• Directions for this task:
Please pull out each line of the listing below that contains the word "with".
— begin —
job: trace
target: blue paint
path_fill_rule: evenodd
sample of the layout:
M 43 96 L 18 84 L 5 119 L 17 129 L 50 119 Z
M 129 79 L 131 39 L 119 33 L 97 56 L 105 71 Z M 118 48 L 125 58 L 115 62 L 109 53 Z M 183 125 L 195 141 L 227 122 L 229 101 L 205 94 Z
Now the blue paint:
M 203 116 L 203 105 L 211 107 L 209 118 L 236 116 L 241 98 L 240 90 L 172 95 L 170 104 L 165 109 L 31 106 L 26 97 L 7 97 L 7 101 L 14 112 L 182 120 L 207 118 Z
— end —
— begin —
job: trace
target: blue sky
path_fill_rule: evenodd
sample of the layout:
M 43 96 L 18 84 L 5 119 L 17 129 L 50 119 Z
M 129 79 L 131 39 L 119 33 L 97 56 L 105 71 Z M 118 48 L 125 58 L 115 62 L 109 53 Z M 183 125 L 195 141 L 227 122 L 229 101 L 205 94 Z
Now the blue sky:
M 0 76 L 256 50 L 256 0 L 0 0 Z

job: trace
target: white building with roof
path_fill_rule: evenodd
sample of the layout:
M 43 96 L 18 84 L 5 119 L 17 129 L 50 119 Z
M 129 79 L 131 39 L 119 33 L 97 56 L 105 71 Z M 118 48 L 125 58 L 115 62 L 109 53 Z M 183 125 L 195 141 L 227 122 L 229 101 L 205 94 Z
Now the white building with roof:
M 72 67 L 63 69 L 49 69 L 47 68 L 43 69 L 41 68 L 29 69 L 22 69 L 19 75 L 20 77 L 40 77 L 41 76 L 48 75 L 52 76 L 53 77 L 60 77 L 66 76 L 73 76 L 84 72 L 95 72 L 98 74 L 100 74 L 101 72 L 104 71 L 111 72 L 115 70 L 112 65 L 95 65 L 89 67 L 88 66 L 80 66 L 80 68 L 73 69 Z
— end —
• Result:
target: white building with roof
Now the white building with roof:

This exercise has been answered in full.